Entries from a point annotation set
* * *

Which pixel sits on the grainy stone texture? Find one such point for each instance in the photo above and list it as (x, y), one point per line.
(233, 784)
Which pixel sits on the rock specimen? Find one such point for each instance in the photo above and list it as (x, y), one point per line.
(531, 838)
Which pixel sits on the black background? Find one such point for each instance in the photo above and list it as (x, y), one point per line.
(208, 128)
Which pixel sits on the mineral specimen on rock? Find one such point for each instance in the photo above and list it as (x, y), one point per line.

* * *

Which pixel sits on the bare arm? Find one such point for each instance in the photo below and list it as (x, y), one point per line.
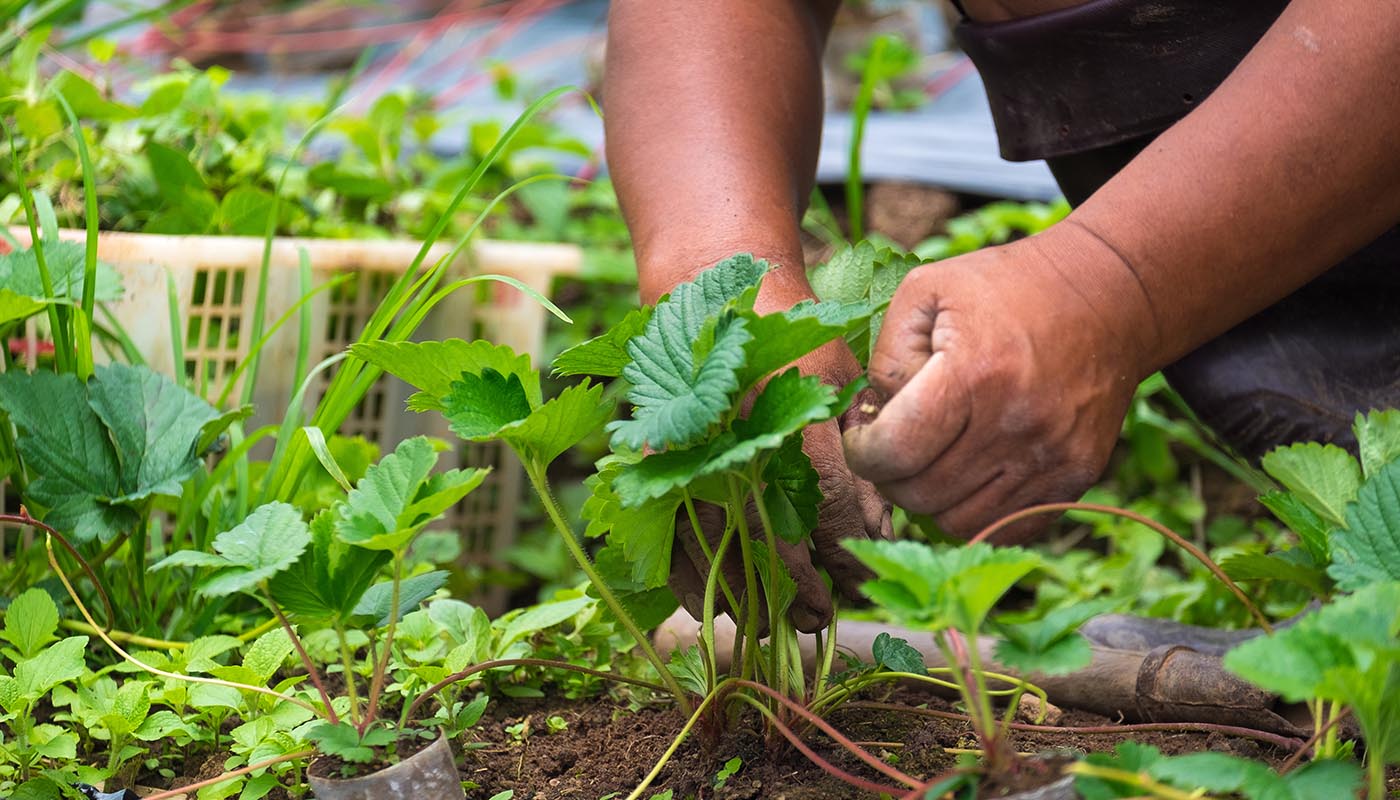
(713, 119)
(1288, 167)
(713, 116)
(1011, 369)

* * *

PROBLEM STATEMENT: Present everything from the line containing "Which pixel sits on the rock" down to the line containing "Which pixel sits on the mineral" as a numbered list, with both of those lines included and any blank lines dropped. Leave out all other rows.

FINISHED TASK:
1. Which pixel sits on the rock specimen? Find one such point for each instance in the photo above and list it as (x, y), one point per line.
2. (531, 838)
3. Which pixel sits on the black background? Find one such point for each instance in the photo above and list it as (x, y), one point per line.
4. (208, 128)
5. Which pixel sits on the mineral specimen on rock? Find one such point for each instance in the photo above and list it as (x, y), one point per line.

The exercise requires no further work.